JOB >>
Extract every line in the items below that contains the string "mouth", matching case exactly.

[Point annotation records]
* START *

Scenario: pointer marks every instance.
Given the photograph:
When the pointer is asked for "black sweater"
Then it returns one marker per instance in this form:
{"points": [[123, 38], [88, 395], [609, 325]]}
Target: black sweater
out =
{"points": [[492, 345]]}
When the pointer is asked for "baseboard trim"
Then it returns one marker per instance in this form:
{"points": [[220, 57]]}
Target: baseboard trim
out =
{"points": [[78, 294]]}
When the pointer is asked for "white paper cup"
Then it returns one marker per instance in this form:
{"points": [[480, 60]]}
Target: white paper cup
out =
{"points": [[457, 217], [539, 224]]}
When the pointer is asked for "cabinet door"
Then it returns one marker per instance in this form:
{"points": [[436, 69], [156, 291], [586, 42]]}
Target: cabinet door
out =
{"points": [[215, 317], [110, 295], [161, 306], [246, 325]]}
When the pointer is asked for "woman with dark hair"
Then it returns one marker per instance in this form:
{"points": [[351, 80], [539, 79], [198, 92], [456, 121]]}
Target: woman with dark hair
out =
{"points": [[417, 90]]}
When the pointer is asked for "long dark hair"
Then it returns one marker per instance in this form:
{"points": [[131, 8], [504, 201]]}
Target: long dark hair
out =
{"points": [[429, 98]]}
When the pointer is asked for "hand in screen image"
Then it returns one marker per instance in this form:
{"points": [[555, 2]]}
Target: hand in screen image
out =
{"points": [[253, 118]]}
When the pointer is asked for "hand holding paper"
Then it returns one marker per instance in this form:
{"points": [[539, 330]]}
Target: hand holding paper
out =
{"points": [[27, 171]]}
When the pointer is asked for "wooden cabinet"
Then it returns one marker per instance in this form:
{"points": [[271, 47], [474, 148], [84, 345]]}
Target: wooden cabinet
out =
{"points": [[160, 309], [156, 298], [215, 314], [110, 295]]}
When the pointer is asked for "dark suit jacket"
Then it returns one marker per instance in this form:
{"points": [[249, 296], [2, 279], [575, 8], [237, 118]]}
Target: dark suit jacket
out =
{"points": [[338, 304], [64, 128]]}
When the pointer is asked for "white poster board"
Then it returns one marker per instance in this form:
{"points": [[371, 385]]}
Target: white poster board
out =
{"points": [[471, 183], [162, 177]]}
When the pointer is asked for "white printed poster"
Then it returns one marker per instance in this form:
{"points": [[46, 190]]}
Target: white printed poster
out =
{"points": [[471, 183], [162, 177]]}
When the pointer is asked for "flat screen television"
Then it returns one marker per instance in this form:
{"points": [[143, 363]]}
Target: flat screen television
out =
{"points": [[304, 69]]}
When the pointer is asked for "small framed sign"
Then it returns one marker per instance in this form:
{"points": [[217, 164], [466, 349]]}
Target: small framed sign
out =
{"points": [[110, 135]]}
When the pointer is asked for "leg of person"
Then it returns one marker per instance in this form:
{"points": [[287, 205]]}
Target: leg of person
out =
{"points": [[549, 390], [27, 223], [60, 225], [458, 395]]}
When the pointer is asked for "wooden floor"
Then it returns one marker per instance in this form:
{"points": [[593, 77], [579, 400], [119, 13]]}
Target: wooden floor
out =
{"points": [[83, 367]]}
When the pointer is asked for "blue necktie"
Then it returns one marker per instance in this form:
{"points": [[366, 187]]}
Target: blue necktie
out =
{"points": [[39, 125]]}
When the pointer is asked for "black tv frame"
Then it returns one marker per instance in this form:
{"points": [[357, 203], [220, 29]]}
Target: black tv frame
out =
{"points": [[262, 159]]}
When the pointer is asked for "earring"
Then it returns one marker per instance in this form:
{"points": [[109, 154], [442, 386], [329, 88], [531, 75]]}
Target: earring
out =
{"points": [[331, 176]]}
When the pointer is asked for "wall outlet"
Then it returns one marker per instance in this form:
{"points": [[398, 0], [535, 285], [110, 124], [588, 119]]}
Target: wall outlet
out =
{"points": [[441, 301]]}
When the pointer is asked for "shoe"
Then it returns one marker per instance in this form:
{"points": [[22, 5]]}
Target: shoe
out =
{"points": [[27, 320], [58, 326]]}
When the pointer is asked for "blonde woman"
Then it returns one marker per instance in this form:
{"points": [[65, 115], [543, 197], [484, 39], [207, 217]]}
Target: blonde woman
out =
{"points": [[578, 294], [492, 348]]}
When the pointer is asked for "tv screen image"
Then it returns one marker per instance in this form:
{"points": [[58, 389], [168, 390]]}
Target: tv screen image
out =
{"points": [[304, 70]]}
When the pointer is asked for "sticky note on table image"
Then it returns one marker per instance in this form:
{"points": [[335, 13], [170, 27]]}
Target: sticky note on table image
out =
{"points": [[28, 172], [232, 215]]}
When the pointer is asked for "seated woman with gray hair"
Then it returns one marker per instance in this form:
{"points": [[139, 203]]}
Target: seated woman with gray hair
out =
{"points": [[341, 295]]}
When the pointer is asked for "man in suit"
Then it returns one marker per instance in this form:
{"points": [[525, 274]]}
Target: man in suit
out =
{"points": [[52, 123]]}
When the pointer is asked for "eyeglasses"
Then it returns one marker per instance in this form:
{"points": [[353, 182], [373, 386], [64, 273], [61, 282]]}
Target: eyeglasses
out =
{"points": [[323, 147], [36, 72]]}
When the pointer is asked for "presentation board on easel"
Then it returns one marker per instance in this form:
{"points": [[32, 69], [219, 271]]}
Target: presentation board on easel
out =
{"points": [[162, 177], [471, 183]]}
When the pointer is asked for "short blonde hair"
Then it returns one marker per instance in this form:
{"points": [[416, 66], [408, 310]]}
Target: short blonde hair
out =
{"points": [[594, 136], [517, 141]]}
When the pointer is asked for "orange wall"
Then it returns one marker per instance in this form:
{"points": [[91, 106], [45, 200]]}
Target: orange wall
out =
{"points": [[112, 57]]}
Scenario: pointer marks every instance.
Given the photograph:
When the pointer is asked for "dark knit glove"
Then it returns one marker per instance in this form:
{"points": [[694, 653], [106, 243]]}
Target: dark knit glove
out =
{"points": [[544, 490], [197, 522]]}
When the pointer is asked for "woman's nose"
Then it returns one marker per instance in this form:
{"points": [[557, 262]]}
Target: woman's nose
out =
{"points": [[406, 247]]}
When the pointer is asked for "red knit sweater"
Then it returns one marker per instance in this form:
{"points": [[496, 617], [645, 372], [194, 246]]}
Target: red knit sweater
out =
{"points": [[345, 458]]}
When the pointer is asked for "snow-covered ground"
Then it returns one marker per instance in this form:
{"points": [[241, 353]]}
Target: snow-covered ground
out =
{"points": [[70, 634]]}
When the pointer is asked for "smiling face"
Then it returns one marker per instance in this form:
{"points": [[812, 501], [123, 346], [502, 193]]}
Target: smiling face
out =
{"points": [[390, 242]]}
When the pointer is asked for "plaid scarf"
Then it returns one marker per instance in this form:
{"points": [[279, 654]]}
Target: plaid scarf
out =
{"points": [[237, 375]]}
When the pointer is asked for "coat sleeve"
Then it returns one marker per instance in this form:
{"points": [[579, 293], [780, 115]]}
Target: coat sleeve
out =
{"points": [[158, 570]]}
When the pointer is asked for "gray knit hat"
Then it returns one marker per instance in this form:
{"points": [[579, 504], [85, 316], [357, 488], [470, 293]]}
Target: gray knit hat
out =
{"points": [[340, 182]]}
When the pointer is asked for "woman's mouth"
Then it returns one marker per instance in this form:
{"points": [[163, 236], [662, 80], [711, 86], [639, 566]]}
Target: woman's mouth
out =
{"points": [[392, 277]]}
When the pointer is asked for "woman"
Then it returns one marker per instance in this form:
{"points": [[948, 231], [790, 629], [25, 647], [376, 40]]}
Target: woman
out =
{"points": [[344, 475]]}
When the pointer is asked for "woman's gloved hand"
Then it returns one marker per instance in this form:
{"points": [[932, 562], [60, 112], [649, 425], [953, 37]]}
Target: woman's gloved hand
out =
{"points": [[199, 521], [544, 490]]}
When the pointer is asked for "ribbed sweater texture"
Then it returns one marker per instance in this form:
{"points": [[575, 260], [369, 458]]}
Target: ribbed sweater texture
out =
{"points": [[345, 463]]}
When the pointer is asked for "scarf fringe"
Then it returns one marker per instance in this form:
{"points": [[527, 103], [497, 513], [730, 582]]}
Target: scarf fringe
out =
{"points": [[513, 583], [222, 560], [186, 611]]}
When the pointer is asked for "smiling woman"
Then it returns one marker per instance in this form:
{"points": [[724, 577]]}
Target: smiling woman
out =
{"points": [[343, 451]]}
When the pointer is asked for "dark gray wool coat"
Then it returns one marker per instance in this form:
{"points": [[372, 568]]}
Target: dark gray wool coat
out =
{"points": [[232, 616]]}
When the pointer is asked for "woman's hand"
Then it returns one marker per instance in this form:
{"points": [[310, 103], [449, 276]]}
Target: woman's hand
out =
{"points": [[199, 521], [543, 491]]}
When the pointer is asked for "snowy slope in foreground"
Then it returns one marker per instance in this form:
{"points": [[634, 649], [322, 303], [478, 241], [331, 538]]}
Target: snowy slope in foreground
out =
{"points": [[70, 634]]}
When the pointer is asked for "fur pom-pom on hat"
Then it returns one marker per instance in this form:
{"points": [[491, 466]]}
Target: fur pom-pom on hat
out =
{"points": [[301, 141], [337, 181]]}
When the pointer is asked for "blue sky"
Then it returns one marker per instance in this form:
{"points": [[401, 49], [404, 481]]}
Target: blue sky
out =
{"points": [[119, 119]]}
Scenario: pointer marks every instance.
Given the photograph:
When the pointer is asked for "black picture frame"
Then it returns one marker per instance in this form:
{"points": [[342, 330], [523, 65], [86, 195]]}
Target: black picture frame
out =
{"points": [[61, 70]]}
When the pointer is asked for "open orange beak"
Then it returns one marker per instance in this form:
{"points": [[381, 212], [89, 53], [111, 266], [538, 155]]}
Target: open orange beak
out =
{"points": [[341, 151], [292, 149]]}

* END *

EXPECTED OUTPUT >>
When the pointer is asked for "woman's mouth"
Target: woman's mouth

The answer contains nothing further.